### Aufgabe 1
Benenne in den Datensätzen von der Zeile mit "Annotation objective: produce a bounding box for the red onion" bis einschließlich der Zeile mit "[348,0,700,522]" den Ausdruck "grilled meatball" in "grilled kofta" um und gib nur diese Zeilen sonst unverändert wieder.
### Aufgabe 2
Führe den vorgegebenen Text über den Eingriff in den eingerichteten und ausgeübten Gewerbebetrieb im Anschluss an seinen letzten Satz fort.

### Vorgegebener Text
Es geht vorliegend vielmehr um einen Eingriff in den eingerichteten und ausgeübten Gewerbebetrieb, der durch §§ 823 I, 1004 BGB geschützt ist.

Nach den genannten Vorschriften werden Beeinträchtigungen abgewehrt, die sich gegen die ungestörte rechtmäßige Betätigung und Entfaltung eines funktionierenden Betriebes im Wirtschaftsleben auf Grundlage der schon getroffenen Betriebsveranstaltungen richten (Palandt/Sprau, BGB, § 823, Rn. 127). Diese lösen Schadenersatz- und Unterlassungsansprüche aus.

Eine solche unmittelbar betriebsbezogene Beeinträchtigung liegt insbesondere in der Veröffentlichung von Tatsachenbehauptungen, die geeignet sind, einen bestimmten Kreis potentieller Kunden davon abzuhalten, mit dem Betriebsinhaber Geschäfte anzubahnen. Dies wird insbesondere bei Kunden der Fall sein, die einer Mitteilung Glauben schenken, nach der ein Unternehmen habe verlauten lassen, mit ihnen bestimmte Geschäfte nicht abzuschließen. Gerade um eine derartige, mit Bezug auf eine dem Geschäftssitz naheliegende, potentielle Kunden beherbergende Ortschaft aufgestellte Behauptung geht es hier.

Nur soweit die Beklagte beweist, dass ihre Tatsachenbehauptung zutrifft, ist diese nicht widerrechtlich – Art 5 11 GG. Anderenfalls hat sie sie zu unterlassen (vgl. Palandt/Sprau, BGB, vor § 823, Rn. 18 ff). Die Beklagte konnte indes nach dem Ergebnis der Beweisaufnahme nicht den Nachweis erbringen, dass die von ihr kolportierte Äußerung tatsächlich gefallen ist. Die Beweisaufnahme hat vielmehr den Gegenbeweis erbracht.

Einträge aus einer Datenquelle:
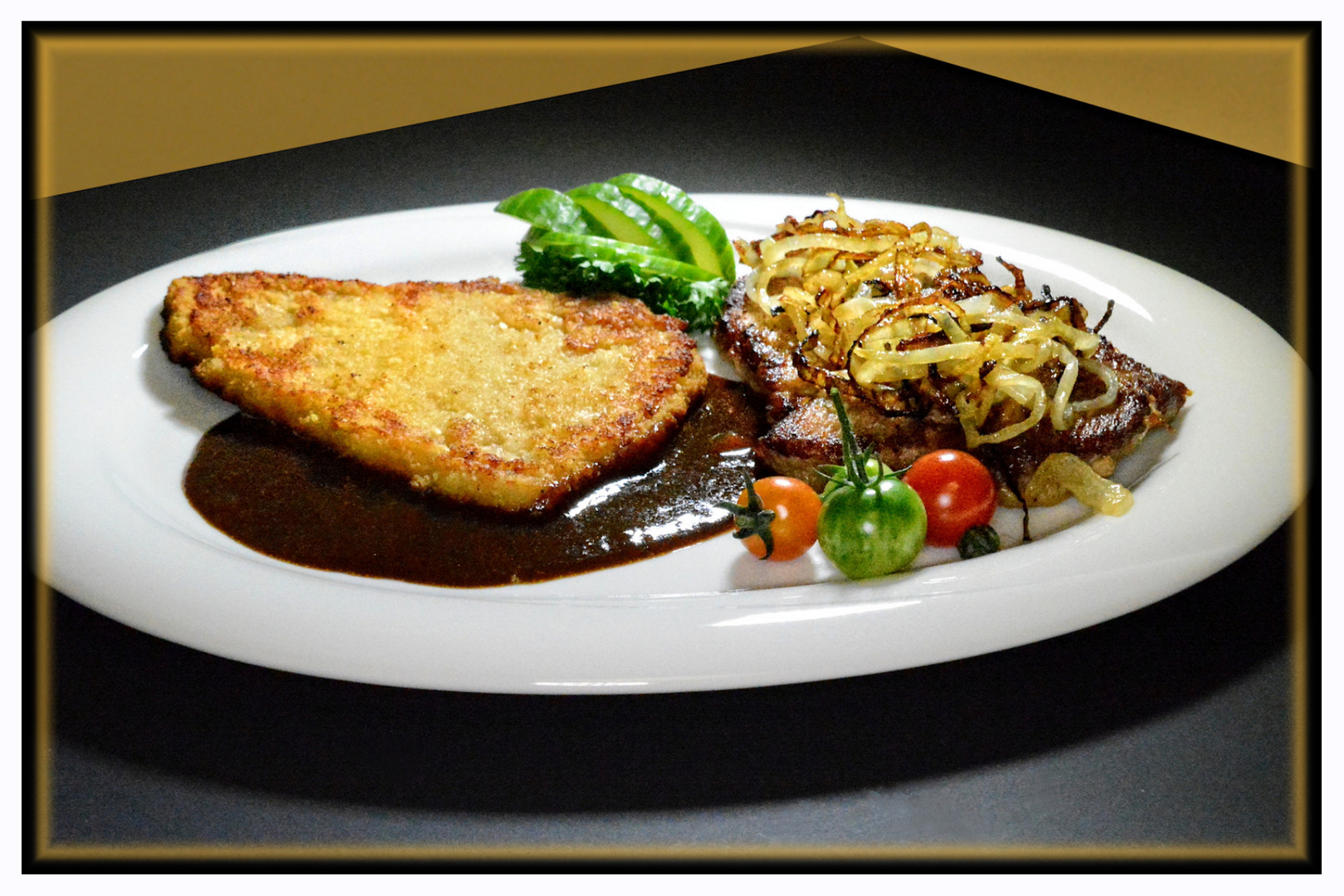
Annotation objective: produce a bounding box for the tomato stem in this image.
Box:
[830,386,882,489]
[718,473,777,560]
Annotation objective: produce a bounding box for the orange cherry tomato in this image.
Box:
[902,449,999,548]
[730,475,821,560]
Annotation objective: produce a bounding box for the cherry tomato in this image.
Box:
[904,449,999,547]
[722,475,821,560]
[820,475,925,579]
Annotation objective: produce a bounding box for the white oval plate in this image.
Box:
[39,195,1307,694]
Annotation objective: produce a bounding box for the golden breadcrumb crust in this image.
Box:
[163,271,707,510]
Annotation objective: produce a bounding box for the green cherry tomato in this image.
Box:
[817,475,928,579]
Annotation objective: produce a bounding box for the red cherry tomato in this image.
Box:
[903,449,999,548]
[738,475,821,560]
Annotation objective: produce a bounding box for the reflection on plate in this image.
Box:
[41,195,1305,694]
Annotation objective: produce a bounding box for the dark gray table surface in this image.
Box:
[32,37,1314,848]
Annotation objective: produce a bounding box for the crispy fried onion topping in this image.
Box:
[734,193,1119,447]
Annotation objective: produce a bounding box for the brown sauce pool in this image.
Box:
[184,376,763,588]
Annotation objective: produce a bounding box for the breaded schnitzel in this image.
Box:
[163,271,707,510]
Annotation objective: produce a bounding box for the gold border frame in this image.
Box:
[30,28,1318,863]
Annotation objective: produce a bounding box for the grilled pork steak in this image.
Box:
[713,278,1190,504]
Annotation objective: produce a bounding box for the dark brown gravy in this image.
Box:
[184,376,763,587]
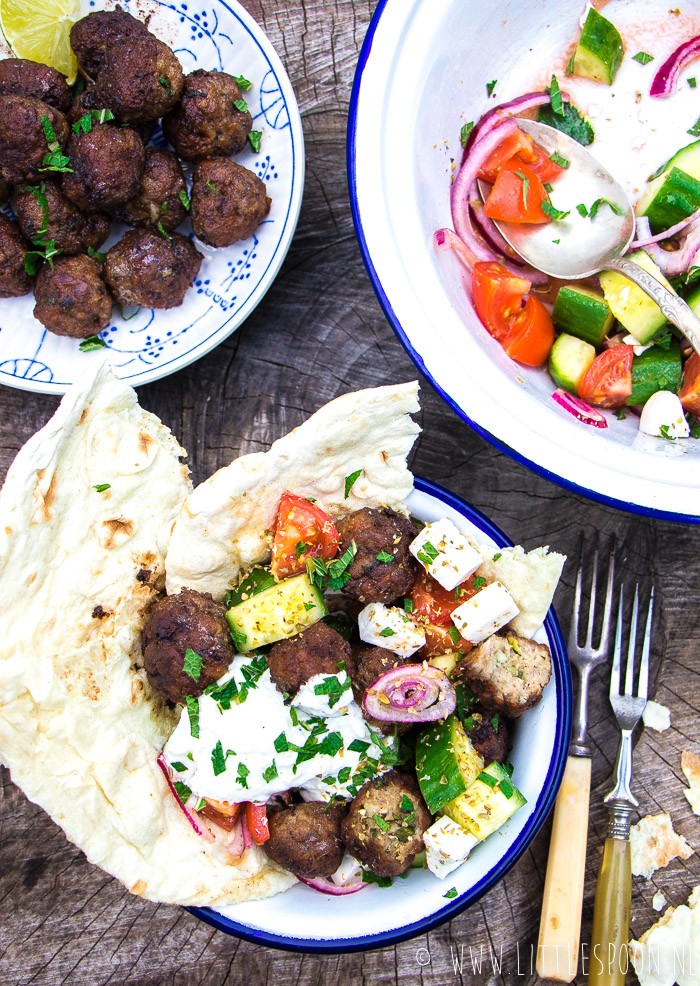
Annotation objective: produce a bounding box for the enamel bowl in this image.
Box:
[192,479,571,952]
[348,0,700,523]
[0,0,304,394]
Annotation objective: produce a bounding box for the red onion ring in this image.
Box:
[649,34,700,99]
[295,874,368,897]
[156,753,214,842]
[552,387,608,428]
[362,664,457,723]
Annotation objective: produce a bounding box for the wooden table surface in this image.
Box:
[0,0,700,986]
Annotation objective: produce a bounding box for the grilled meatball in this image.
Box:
[0,58,71,113]
[143,589,235,702]
[341,770,432,876]
[114,147,187,230]
[337,507,418,603]
[106,229,202,308]
[190,158,271,247]
[0,96,69,184]
[70,6,149,79]
[15,179,109,256]
[267,623,350,695]
[457,633,552,719]
[0,213,32,298]
[464,705,509,764]
[95,35,183,123]
[264,801,345,880]
[34,254,112,339]
[163,68,253,161]
[63,123,146,211]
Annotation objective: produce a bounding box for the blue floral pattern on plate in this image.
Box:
[0,0,304,393]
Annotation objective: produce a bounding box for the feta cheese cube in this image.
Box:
[452,582,520,644]
[423,815,479,879]
[357,603,425,657]
[639,390,690,439]
[408,517,481,589]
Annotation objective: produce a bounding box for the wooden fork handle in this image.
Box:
[537,756,591,983]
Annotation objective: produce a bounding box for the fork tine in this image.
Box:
[625,583,639,697]
[637,586,654,699]
[610,586,624,702]
[586,540,598,647]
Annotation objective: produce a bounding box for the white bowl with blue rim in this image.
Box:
[348,0,700,523]
[192,478,572,952]
[0,0,304,394]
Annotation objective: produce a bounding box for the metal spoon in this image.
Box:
[479,120,700,354]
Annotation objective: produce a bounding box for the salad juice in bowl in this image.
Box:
[348,0,700,522]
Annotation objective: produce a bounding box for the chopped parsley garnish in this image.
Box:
[314,675,351,709]
[547,75,564,116]
[345,469,362,500]
[459,120,474,147]
[182,647,202,681]
[185,695,199,739]
[263,760,278,784]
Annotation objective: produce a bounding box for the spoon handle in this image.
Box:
[605,257,700,355]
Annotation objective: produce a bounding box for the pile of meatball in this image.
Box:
[143,507,551,880]
[0,7,270,338]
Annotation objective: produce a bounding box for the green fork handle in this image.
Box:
[588,838,632,986]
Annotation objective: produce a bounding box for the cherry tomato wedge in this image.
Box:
[270,493,340,579]
[578,346,634,409]
[484,160,551,224]
[245,801,270,846]
[472,261,554,366]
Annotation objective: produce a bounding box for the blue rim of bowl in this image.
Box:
[187,476,572,955]
[347,0,700,524]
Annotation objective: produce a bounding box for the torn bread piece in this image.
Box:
[630,812,694,880]
[629,886,700,986]
[681,750,700,815]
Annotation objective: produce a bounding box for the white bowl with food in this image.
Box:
[348,0,700,523]
[0,0,305,394]
[0,366,571,951]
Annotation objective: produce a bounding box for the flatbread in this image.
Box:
[0,356,295,906]
[166,382,420,600]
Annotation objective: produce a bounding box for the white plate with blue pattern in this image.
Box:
[0,0,304,394]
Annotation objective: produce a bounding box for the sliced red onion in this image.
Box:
[362,664,457,722]
[630,209,700,250]
[552,387,608,428]
[297,876,368,897]
[649,34,700,99]
[157,753,214,842]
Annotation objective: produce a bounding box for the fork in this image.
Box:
[588,586,654,986]
[537,538,615,983]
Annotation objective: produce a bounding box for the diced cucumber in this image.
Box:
[572,7,625,85]
[599,250,675,345]
[443,763,527,841]
[552,284,615,349]
[226,573,327,654]
[635,168,700,233]
[664,140,700,181]
[549,332,595,394]
[226,567,277,606]
[627,339,681,405]
[416,715,484,815]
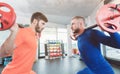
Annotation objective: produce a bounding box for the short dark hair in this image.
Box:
[31,12,48,23]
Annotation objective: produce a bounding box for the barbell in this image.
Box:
[70,4,120,40]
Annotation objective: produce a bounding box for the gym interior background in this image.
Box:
[0,0,120,74]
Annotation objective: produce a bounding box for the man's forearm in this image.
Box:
[0,32,17,57]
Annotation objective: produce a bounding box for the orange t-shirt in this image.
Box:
[2,27,37,74]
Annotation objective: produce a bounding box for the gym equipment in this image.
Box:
[70,4,120,40]
[0,2,16,31]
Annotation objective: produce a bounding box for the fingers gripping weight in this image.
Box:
[96,4,120,33]
[0,2,16,31]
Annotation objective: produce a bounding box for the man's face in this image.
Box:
[71,19,81,33]
[35,20,46,33]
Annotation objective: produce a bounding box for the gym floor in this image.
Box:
[0,57,120,74]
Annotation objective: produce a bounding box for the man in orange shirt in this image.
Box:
[0,12,48,74]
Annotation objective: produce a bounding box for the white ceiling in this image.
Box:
[0,0,102,24]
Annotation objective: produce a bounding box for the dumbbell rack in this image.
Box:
[45,40,63,59]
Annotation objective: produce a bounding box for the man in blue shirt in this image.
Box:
[71,16,120,74]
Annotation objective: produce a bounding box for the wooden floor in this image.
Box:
[0,57,120,74]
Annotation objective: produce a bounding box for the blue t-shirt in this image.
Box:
[77,29,120,74]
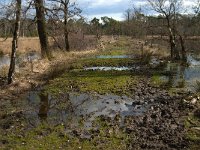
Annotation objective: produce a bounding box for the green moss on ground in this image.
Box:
[45,71,138,95]
[71,58,139,69]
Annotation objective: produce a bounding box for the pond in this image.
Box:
[161,55,200,92]
[25,91,150,128]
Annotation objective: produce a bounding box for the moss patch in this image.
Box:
[71,58,139,69]
[45,71,139,95]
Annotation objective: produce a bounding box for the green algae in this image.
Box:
[71,58,139,69]
[45,70,137,95]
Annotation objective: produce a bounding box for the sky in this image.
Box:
[76,0,198,20]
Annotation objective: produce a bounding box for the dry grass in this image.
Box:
[0,37,40,54]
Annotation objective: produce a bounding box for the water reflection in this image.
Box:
[161,59,200,91]
[26,92,149,128]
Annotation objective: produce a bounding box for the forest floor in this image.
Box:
[0,37,200,150]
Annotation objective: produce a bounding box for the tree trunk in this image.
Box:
[179,35,187,62]
[8,0,21,84]
[64,0,70,51]
[35,0,51,59]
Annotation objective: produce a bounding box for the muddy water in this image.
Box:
[161,55,200,92]
[84,67,133,71]
[25,91,149,128]
[96,55,134,59]
[0,52,41,69]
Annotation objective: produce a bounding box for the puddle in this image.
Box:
[0,52,41,69]
[84,66,140,71]
[96,55,134,59]
[25,91,149,128]
[161,55,200,92]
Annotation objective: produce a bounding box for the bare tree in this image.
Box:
[8,0,21,84]
[48,0,81,51]
[34,0,51,59]
[148,0,183,59]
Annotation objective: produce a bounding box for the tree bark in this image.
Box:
[8,0,21,84]
[64,0,70,51]
[35,0,51,59]
[179,35,187,62]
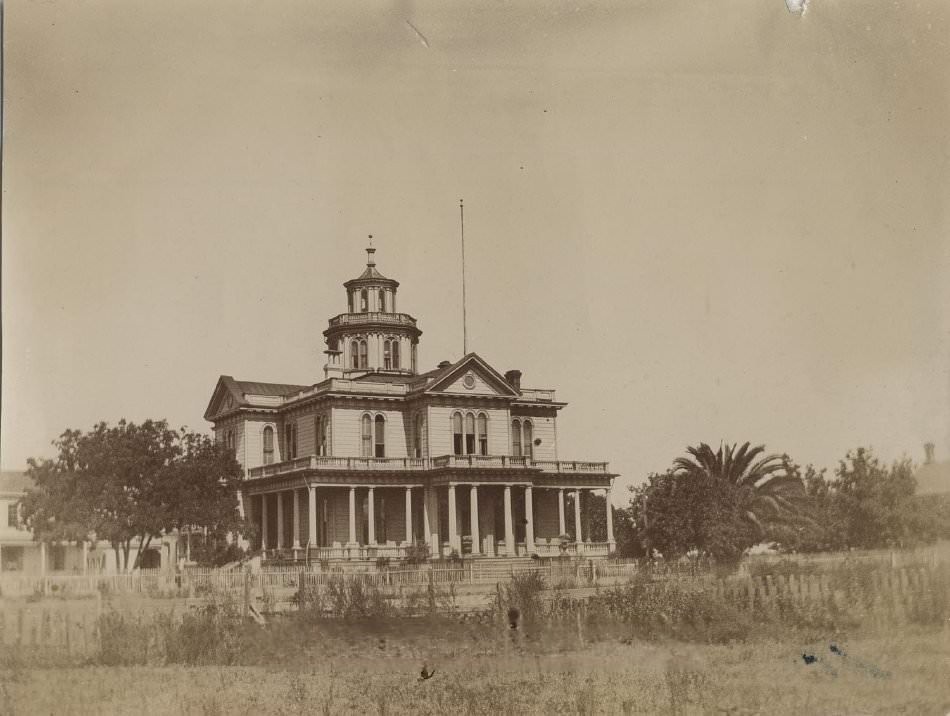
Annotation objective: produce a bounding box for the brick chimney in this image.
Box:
[505,370,521,393]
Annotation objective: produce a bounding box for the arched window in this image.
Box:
[511,420,521,457]
[376,415,386,457]
[452,413,464,455]
[415,414,423,457]
[465,413,475,455]
[284,422,297,460]
[264,425,274,465]
[360,415,373,457]
[314,415,327,456]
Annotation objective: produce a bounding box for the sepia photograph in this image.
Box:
[0,0,950,716]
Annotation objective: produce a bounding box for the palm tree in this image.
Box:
[673,443,807,539]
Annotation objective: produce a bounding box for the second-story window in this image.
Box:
[452,413,464,455]
[415,415,424,457]
[511,420,521,457]
[376,415,386,457]
[465,413,475,455]
[264,425,274,465]
[360,415,373,457]
[284,422,297,460]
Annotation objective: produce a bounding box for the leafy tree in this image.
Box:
[23,420,244,569]
[630,470,756,563]
[673,443,806,540]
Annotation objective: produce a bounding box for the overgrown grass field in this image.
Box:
[0,567,950,716]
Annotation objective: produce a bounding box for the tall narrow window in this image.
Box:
[465,413,475,455]
[360,415,373,457]
[284,423,297,460]
[452,413,463,455]
[511,420,521,457]
[415,415,422,457]
[264,425,274,465]
[376,415,386,457]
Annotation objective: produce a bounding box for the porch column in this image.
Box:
[524,485,535,554]
[607,487,616,554]
[406,487,412,544]
[574,490,584,542]
[422,487,435,556]
[260,492,267,562]
[293,487,300,549]
[277,492,284,549]
[307,485,317,546]
[557,488,567,537]
[469,485,482,554]
[505,485,515,557]
[366,487,376,544]
[350,487,356,545]
[449,485,462,554]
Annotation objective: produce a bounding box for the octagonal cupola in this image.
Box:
[323,242,422,378]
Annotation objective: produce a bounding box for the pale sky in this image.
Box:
[0,0,950,502]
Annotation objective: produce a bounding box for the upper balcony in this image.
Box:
[247,455,610,480]
[330,311,416,328]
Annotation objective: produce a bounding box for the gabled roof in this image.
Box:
[419,353,520,398]
[204,375,312,420]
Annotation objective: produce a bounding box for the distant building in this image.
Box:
[914,443,950,499]
[205,248,616,559]
[0,471,176,576]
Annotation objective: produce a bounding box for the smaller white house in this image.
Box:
[0,470,178,577]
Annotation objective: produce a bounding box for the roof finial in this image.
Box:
[366,234,376,266]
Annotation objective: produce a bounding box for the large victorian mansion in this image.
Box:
[205,248,616,560]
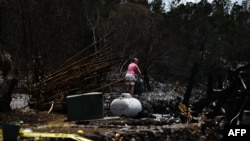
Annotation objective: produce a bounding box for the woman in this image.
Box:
[125,58,141,95]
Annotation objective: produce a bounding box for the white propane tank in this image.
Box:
[110,93,142,117]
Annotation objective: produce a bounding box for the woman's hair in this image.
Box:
[132,58,139,62]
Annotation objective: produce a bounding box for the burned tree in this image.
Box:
[0,49,17,111]
[179,64,250,124]
[28,35,123,110]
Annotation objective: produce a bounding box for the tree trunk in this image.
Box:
[0,51,17,112]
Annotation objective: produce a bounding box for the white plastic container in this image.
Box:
[110,93,142,117]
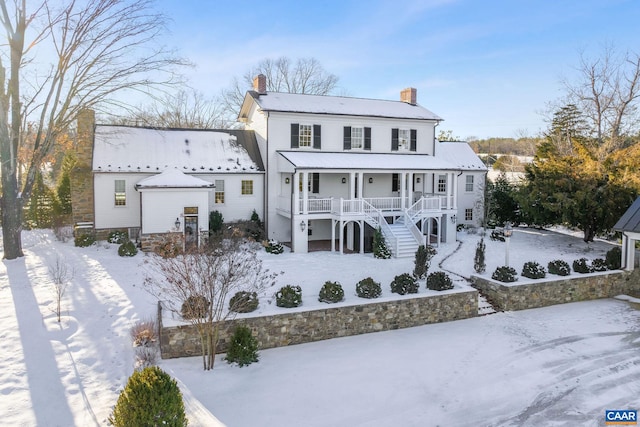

### Schriftliche Antwort 1
Annotation objective: produce a bounding box for the red onion ring in this image.
Box:
[649,34,700,99]
[295,874,368,897]
[156,753,214,842]
[552,387,608,428]
[362,664,457,723]
Annotation objective: produce a bounding box for the wooden table surface in this image.
Box:
[0,0,700,986]
Annotation objective: produce a bounding box for the grilled kofta in this image.
Box:
[0,58,71,113]
[143,589,235,702]
[341,770,432,876]
[114,147,187,230]
[337,507,418,603]
[106,229,202,308]
[190,158,271,247]
[0,96,69,184]
[70,6,149,79]
[15,179,109,256]
[267,623,350,695]
[457,633,552,719]
[0,213,32,298]
[464,705,509,764]
[95,35,183,123]
[264,801,345,880]
[34,254,112,339]
[163,68,253,161]
[63,123,146,211]
Annotation objective: produce a bounding box for the blue floral pattern on plate in this image.
Box:
[0,0,304,393]
Annotation objective: produce a bounding box for the feta cheese cube in this image.
Box:
[452,582,520,644]
[423,815,479,879]
[357,603,425,657]
[639,390,690,439]
[408,517,481,589]
Annotation objective: produce a bounding box for the wooden fork handle in this image.
Box:
[537,756,591,983]
Annotation objective: produce a bounding box for the fork tine in this image.
Box:
[625,583,639,697]
[637,586,654,699]
[610,586,624,702]
[586,540,598,647]
Annotation objective: produce a bounding box for the white bowl with blue rim in this image.
Box:
[348,0,700,523]
[192,478,572,952]
[0,0,304,394]
Annotation objective: produce a bounding box for the metal spoon in this image.
Box:
[479,120,700,354]
Annotation objective: produce a bounding box for the salad juice in bowl in this image.
Box:
[348,0,700,522]

### Schriftliche Antwort 2
Die an den Verhandlungen wegen Kieses mit der Mitarbeiterin […] R[…] der Klägerin unmittelbar beteiligten Zeugen […] M[1…] und […] M[2…] haben in Abrede gestellt, dass diestreitige Äußerung seitens der Zeugin R[…] gefallen sei, die einzig als Urheberin in Betracht kommt. Nach übereinstimmender Angabe der Zeugen war es so, dass die Zeugin R[…] Kies erst nach Rücksprache mit der Geschäftsleitung herausgeben wollte und sie dies auch so geäußert hat. Die Notwendigkeit der Rücksprache ergab sich nach der Erinnerung der Zeugin daraus, dass die Zeugen M[…] und M[…] sich nicht darüber erklären konnten, wem die Ware in Rechnung gestellt werden sollte, nach der Erinnerung der beiden anderen Zeugen deshalb, weil sie diese umsonst erhalten wollten.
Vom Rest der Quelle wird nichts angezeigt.